Written instruction
Rewrite the rows from the line with "Where can you see the teddy bear?" up to and including the line with "<point>122,114</point>" as a two-column CSV headed text and answer. Give one CSV line per row, with each value in a single quoted field and its line breaks replaced by spaces.

[Saved dataset items]
========================================

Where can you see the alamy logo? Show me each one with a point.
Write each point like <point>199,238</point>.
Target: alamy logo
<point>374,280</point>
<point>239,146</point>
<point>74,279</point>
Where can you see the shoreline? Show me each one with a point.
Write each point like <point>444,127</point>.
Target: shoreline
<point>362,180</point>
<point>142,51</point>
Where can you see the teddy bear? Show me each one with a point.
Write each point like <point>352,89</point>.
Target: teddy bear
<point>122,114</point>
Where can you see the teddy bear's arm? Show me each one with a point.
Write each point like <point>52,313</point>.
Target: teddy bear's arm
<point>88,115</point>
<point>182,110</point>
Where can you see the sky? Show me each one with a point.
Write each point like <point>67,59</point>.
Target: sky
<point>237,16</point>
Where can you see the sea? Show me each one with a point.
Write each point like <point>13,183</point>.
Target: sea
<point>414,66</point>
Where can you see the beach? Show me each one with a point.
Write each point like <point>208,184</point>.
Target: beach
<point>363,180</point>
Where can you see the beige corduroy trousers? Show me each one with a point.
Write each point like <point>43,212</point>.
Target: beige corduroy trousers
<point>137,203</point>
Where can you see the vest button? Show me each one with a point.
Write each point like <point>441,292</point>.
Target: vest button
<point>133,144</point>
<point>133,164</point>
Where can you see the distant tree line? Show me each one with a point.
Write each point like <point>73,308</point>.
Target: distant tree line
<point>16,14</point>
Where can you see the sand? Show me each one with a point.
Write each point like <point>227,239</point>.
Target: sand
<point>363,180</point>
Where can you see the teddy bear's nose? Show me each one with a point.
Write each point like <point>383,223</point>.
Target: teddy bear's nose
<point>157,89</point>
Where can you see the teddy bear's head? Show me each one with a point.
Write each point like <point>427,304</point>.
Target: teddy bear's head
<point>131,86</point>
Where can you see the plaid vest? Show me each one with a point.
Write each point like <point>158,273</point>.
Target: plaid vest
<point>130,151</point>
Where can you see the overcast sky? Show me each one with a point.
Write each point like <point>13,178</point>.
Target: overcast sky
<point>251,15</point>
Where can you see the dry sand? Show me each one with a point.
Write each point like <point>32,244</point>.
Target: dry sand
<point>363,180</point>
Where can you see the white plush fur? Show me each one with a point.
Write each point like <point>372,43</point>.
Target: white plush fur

========================================

Task response
text,answer
"Where can you see the teddy bear? Show me each one with a point. Write each point like <point>352,89</point>. Target: teddy bear","<point>122,114</point>"